Records shown START

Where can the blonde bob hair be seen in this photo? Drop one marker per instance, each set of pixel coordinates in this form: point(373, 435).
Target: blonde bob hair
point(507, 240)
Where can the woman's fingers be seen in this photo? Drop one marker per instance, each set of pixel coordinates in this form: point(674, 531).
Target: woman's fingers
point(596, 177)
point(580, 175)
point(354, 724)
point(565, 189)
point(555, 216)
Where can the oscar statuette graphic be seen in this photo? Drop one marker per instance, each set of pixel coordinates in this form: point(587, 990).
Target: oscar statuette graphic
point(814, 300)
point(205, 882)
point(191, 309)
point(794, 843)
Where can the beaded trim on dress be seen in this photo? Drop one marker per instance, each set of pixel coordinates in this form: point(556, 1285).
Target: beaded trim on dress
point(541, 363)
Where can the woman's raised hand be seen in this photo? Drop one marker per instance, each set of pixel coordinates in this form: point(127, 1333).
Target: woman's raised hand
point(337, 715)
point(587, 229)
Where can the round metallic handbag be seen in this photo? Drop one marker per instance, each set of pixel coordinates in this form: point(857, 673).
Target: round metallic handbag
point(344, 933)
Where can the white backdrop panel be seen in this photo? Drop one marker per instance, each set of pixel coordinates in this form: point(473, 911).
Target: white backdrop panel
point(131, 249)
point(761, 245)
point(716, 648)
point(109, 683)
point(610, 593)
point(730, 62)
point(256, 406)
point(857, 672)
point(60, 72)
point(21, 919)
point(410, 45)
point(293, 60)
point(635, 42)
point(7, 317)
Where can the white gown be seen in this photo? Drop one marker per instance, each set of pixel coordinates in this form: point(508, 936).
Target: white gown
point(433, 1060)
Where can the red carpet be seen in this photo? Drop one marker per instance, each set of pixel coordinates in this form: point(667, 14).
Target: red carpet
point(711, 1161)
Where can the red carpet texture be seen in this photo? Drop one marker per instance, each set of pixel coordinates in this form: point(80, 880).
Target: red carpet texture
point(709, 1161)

Records shown END

◆ **Work to complete**
Repeat the entries above verbatim, but only from the line that has "Where can the woman's raised" down to the line that has "Where can the white backdrop", inclusive.

◆ **Exercise response**
Where can the woman's raised hand be seen in this photo? Drop one marker per instance, each set of pixel coordinates in this form: point(127, 1333).
Target: woman's raised hand
point(337, 715)
point(587, 229)
Where can the round metallic handbag be seen in this photo? Drop one marker per instance, each set of pixel coordinates in this form: point(857, 673).
Target: round metallic handbag
point(344, 933)
Where can the white backdrop panel be seen in this photo? Drop one marker per instance, each set of pixel coordinates in this form: point(473, 911).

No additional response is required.